▶ Required work:
Going through the records that follow, please count the lines with "this" in them and give only the count.
============================================================
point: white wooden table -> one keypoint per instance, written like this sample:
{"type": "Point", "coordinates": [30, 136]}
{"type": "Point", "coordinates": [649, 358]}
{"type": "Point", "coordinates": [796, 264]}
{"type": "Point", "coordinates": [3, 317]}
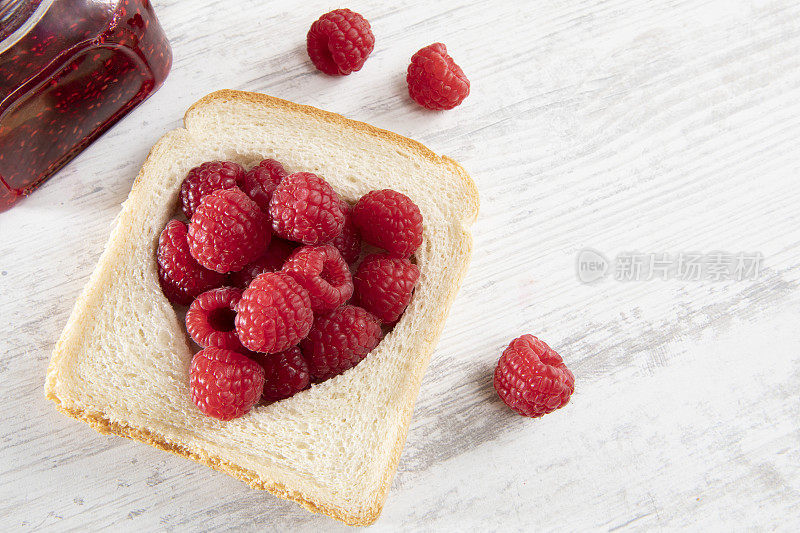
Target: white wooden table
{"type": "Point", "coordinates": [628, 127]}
============================================================
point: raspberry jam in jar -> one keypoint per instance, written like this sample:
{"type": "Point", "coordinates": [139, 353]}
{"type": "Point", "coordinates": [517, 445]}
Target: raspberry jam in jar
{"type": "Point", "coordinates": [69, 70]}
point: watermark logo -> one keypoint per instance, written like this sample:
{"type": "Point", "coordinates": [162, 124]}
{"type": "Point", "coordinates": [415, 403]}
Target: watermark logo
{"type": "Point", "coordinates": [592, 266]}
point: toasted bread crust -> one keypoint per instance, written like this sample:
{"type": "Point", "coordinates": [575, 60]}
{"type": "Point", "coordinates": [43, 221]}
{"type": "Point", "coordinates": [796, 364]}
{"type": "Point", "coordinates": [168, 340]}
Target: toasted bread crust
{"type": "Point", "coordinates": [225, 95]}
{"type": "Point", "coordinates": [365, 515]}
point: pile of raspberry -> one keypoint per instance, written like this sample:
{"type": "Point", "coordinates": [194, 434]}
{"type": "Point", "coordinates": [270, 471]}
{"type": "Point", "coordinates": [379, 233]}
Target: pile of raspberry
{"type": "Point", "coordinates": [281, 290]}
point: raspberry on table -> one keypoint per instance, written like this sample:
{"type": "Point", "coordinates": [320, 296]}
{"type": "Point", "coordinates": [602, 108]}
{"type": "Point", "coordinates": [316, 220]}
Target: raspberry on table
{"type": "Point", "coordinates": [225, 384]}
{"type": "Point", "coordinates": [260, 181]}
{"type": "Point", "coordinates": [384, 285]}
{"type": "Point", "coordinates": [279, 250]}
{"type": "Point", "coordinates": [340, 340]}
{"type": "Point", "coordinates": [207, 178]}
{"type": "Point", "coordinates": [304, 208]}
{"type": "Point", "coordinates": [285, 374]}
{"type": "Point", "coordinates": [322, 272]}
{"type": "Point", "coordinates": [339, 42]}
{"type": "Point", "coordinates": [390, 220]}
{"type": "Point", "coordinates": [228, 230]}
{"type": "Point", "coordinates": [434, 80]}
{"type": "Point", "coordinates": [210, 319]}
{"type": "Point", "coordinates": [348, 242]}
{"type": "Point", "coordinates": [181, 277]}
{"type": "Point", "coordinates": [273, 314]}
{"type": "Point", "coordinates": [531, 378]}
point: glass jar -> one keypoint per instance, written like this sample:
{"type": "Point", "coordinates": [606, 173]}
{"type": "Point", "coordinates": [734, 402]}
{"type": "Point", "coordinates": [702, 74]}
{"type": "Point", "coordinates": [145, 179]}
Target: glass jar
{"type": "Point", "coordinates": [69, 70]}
============================================================
▶ Response:
7